Objective -
Reproduce the full listing below verbatim, line for line.

====== Records shown ======

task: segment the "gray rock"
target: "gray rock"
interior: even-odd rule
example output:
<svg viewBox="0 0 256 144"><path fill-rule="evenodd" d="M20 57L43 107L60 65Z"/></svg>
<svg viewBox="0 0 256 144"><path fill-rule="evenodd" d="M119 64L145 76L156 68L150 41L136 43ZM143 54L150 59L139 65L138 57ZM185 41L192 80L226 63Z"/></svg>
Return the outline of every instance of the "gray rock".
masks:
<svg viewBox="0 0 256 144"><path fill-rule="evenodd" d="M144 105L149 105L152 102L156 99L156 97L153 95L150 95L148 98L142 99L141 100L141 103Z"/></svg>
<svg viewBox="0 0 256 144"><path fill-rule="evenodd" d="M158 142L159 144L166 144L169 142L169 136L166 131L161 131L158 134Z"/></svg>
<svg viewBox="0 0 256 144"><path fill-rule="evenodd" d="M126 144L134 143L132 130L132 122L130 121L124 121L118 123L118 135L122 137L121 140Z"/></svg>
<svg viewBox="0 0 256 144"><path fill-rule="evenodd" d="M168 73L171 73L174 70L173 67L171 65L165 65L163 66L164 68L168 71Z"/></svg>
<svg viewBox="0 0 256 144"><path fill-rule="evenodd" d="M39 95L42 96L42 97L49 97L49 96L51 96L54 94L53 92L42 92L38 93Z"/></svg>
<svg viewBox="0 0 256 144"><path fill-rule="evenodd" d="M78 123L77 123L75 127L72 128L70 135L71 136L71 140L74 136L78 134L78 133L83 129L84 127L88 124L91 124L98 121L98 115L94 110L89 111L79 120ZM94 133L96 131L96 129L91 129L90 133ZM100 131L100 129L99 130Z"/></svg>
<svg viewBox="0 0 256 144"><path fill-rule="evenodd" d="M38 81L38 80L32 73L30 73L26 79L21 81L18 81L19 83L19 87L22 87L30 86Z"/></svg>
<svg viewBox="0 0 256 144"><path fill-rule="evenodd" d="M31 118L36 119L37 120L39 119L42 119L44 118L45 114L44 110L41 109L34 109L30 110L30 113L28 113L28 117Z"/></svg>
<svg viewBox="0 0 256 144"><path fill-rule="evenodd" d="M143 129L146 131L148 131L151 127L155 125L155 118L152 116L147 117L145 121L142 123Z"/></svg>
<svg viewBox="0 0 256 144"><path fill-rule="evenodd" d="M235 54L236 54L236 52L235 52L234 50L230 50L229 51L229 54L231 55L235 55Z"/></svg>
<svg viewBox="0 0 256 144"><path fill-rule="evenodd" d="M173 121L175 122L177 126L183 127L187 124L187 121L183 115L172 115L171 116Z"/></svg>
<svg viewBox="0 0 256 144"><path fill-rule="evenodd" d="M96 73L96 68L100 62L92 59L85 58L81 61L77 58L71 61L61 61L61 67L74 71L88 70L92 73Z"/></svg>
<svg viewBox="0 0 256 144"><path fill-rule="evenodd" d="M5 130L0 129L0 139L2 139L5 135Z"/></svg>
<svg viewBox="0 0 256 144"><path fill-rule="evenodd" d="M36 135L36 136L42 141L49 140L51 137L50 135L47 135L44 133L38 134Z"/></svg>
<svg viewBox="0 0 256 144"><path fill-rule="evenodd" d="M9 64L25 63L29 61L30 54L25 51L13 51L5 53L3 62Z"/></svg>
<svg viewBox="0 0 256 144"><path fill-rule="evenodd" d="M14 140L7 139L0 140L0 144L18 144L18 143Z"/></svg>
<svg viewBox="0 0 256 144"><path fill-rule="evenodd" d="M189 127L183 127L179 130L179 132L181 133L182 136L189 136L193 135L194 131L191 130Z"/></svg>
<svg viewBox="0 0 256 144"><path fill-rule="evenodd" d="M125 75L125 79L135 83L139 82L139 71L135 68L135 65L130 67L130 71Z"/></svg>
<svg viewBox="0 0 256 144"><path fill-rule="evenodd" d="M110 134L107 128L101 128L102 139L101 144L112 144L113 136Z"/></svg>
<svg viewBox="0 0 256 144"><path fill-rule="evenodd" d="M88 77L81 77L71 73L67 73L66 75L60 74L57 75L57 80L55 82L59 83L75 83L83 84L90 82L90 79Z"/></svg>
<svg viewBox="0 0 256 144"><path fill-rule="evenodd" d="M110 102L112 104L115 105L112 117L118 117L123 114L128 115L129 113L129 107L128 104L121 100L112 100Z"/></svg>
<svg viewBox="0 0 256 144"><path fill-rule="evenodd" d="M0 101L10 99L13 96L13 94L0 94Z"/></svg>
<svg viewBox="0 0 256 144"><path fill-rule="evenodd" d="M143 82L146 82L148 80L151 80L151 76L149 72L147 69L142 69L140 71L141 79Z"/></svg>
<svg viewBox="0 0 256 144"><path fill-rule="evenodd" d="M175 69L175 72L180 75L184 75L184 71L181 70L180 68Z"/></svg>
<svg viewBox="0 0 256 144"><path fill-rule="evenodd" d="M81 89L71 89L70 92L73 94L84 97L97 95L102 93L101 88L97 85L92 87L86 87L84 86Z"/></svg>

======

Solution to this exercise -
task: segment the "gray rock"
target: "gray rock"
interior: even-odd rule
example output:
<svg viewBox="0 0 256 144"><path fill-rule="evenodd" d="M20 57L43 107L60 65Z"/></svg>
<svg viewBox="0 0 256 144"><path fill-rule="evenodd" d="M119 64L145 76L156 68L150 41L136 43ZM143 54L150 59L139 65L138 57ZM185 41L192 80L226 63Z"/></svg>
Return the outline of every instance of the "gray rock".
masks:
<svg viewBox="0 0 256 144"><path fill-rule="evenodd" d="M144 105L149 105L152 102L156 99L156 97L153 95L150 95L148 98L142 99L141 100L141 103Z"/></svg>
<svg viewBox="0 0 256 144"><path fill-rule="evenodd" d="M158 142L159 144L166 144L169 142L169 136L166 131L161 131L158 134Z"/></svg>
<svg viewBox="0 0 256 144"><path fill-rule="evenodd" d="M126 144L134 143L132 130L132 122L130 121L124 121L118 123L118 135L122 137L121 140Z"/></svg>
<svg viewBox="0 0 256 144"><path fill-rule="evenodd" d="M168 73L171 73L174 70L173 67L171 65L165 65L163 66L164 68L168 71Z"/></svg>
<svg viewBox="0 0 256 144"><path fill-rule="evenodd" d="M39 95L42 96L42 97L49 97L49 96L51 96L54 94L53 92L42 92L38 93Z"/></svg>
<svg viewBox="0 0 256 144"><path fill-rule="evenodd" d="M78 123L77 123L75 127L72 128L70 135L71 136L71 140L74 136L78 134L78 133L83 129L84 127L88 124L91 124L98 121L98 115L94 110L89 111L79 120ZM94 133L96 131L96 129L91 129L90 133ZM100 131L100 129L99 130Z"/></svg>
<svg viewBox="0 0 256 144"><path fill-rule="evenodd" d="M38 81L38 80L32 73L30 73L26 79L21 81L18 81L19 83L19 87L22 87L30 86Z"/></svg>
<svg viewBox="0 0 256 144"><path fill-rule="evenodd" d="M31 118L36 119L37 120L39 119L42 119L44 118L45 114L44 110L41 109L34 109L30 110L30 113L28 113L28 117Z"/></svg>
<svg viewBox="0 0 256 144"><path fill-rule="evenodd" d="M143 129L146 131L148 131L151 127L155 125L155 118L152 116L147 117L145 121L142 123Z"/></svg>
<svg viewBox="0 0 256 144"><path fill-rule="evenodd" d="M235 54L236 54L236 52L235 52L234 50L230 50L229 51L229 54L231 55L235 55Z"/></svg>
<svg viewBox="0 0 256 144"><path fill-rule="evenodd" d="M173 121L175 122L177 126L183 127L187 124L187 121L183 115L172 115L171 116Z"/></svg>
<svg viewBox="0 0 256 144"><path fill-rule="evenodd" d="M96 73L96 68L100 62L92 59L85 58L81 61L77 58L71 61L61 61L61 67L74 71L88 70L92 73Z"/></svg>
<svg viewBox="0 0 256 144"><path fill-rule="evenodd" d="M5 130L0 129L0 139L2 139L5 135Z"/></svg>
<svg viewBox="0 0 256 144"><path fill-rule="evenodd" d="M36 135L36 136L42 141L49 140L51 137L50 135L47 135L44 133L38 134Z"/></svg>
<svg viewBox="0 0 256 144"><path fill-rule="evenodd" d="M9 64L25 63L29 61L30 54L25 51L13 51L5 53L3 62Z"/></svg>
<svg viewBox="0 0 256 144"><path fill-rule="evenodd" d="M14 140L7 139L0 140L0 144L18 144L18 143Z"/></svg>
<svg viewBox="0 0 256 144"><path fill-rule="evenodd" d="M189 127L183 127L179 130L179 132L181 133L182 136L189 136L193 135L194 131L191 130Z"/></svg>
<svg viewBox="0 0 256 144"><path fill-rule="evenodd" d="M125 75L125 79L135 83L139 82L139 71L135 68L135 65L130 67L130 71Z"/></svg>
<svg viewBox="0 0 256 144"><path fill-rule="evenodd" d="M110 134L107 128L101 128L102 139L101 144L112 144L113 136Z"/></svg>
<svg viewBox="0 0 256 144"><path fill-rule="evenodd" d="M88 77L81 77L71 73L67 73L66 75L60 74L57 75L57 80L55 82L59 83L75 83L83 84L90 82L90 79Z"/></svg>
<svg viewBox="0 0 256 144"><path fill-rule="evenodd" d="M110 102L112 104L115 105L112 117L118 117L123 114L128 115L129 113L129 107L128 104L121 100L112 100Z"/></svg>
<svg viewBox="0 0 256 144"><path fill-rule="evenodd" d="M0 101L10 99L13 96L13 94L0 94Z"/></svg>
<svg viewBox="0 0 256 144"><path fill-rule="evenodd" d="M143 82L146 82L148 80L151 80L151 76L149 72L147 69L142 69L140 71L141 79Z"/></svg>
<svg viewBox="0 0 256 144"><path fill-rule="evenodd" d="M175 69L175 72L180 75L184 75L184 71L181 70L180 68Z"/></svg>
<svg viewBox="0 0 256 144"><path fill-rule="evenodd" d="M81 89L71 89L70 92L73 94L84 97L97 95L102 93L101 88L97 85L92 87L86 87L84 86Z"/></svg>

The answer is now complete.